_Given instruction_
Rewrite the items from the start through the line containing "200 130 L 200", that line included, keeping the requests as they are and offsetting every coordinate in the answers by adding 123.

=====

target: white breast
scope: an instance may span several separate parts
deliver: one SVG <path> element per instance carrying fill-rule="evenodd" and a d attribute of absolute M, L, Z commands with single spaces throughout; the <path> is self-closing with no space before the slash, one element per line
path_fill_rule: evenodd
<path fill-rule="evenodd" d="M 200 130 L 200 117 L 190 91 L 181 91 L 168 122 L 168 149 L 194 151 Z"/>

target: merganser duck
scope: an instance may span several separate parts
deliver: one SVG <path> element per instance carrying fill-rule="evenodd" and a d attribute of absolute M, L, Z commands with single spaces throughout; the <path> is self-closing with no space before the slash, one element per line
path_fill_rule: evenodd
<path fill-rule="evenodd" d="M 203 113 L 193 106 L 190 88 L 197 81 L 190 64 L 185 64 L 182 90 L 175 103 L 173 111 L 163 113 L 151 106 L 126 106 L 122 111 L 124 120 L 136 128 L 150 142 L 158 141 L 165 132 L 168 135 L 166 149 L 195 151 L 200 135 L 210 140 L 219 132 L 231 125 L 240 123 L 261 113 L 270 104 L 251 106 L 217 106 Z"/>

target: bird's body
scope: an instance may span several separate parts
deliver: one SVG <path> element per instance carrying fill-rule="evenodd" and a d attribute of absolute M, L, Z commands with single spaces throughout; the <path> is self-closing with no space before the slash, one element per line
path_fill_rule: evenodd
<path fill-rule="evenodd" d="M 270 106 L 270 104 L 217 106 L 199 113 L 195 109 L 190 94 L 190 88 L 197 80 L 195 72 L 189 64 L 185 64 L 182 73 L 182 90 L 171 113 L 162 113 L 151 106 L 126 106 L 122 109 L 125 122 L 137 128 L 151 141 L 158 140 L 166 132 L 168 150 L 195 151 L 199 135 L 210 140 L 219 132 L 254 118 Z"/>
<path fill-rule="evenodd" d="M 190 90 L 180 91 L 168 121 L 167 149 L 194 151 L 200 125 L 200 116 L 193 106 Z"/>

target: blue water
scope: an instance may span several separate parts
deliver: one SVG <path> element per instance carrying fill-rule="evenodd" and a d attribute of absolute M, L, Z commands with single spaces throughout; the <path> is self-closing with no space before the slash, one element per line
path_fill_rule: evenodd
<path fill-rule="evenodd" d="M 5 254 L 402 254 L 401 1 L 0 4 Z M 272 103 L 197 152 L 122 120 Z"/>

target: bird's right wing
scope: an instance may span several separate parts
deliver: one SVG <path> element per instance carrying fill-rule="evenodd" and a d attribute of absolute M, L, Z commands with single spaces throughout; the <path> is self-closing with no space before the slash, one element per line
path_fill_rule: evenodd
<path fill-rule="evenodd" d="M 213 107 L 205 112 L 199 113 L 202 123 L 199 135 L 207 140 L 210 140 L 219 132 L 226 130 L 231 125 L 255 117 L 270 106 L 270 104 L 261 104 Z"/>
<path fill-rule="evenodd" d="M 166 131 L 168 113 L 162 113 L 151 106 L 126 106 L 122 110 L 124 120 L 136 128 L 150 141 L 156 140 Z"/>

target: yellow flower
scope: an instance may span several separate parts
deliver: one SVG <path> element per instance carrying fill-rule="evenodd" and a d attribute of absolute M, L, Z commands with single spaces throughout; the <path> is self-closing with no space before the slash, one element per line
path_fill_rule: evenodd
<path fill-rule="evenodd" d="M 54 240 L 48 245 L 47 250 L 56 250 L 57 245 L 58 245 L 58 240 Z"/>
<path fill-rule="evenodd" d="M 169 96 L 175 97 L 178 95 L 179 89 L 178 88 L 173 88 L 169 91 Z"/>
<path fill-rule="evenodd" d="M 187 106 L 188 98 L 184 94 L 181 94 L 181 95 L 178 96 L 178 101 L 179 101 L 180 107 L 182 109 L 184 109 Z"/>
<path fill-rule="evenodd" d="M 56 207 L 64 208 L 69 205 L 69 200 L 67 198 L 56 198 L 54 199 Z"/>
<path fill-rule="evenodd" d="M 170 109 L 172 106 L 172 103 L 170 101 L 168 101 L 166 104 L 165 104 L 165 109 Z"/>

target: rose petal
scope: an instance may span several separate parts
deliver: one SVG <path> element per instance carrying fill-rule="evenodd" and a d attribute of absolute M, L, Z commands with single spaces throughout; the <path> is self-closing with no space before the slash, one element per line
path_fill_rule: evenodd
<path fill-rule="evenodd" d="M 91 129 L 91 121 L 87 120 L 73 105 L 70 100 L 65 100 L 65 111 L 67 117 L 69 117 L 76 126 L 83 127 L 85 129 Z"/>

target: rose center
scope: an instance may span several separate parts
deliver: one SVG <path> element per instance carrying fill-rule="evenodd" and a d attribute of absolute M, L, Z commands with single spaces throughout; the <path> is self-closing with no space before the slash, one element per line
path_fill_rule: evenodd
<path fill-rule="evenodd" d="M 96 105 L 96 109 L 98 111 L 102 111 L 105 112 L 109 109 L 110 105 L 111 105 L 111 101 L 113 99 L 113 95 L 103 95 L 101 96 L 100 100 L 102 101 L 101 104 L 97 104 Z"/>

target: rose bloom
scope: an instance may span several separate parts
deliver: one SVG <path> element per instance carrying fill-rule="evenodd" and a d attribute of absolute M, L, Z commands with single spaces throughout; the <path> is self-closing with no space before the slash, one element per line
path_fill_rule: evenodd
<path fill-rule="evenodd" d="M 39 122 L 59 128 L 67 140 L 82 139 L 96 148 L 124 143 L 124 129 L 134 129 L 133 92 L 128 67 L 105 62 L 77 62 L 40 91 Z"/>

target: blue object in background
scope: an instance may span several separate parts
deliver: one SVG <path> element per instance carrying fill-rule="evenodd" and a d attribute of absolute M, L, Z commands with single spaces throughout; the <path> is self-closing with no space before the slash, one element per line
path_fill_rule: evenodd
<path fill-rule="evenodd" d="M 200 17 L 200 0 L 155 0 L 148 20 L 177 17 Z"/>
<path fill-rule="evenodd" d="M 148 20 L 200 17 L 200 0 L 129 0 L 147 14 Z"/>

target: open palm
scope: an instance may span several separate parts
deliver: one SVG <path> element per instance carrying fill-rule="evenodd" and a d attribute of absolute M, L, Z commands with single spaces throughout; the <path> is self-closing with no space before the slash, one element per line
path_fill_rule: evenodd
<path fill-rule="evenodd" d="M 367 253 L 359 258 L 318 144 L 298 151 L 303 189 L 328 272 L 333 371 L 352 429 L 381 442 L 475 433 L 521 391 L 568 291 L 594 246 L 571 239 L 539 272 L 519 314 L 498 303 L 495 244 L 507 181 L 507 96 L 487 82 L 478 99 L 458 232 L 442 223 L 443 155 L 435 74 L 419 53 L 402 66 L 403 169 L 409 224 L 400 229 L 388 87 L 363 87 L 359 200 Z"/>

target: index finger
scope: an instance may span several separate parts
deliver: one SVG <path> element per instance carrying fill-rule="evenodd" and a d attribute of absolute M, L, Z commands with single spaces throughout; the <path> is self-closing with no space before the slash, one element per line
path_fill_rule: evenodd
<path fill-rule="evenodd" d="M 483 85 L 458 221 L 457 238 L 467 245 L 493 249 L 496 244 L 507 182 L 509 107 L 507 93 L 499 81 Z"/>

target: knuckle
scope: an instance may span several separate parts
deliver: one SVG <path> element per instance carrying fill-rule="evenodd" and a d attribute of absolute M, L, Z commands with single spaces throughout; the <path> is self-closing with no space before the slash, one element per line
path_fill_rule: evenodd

=====

_Solution_
target: white breast
scope: an instance may span several separate parts
deliver: one SVG <path> element per instance carrying fill-rule="evenodd" and a d attribute of absolute M, L, Z commands with single spaces throughout; the <path> is self-closing with no space before the slash, one element per line
path_fill_rule: evenodd
<path fill-rule="evenodd" d="M 323 253 L 323 240 L 313 214 L 304 214 L 291 245 L 291 272 L 317 274 Z"/>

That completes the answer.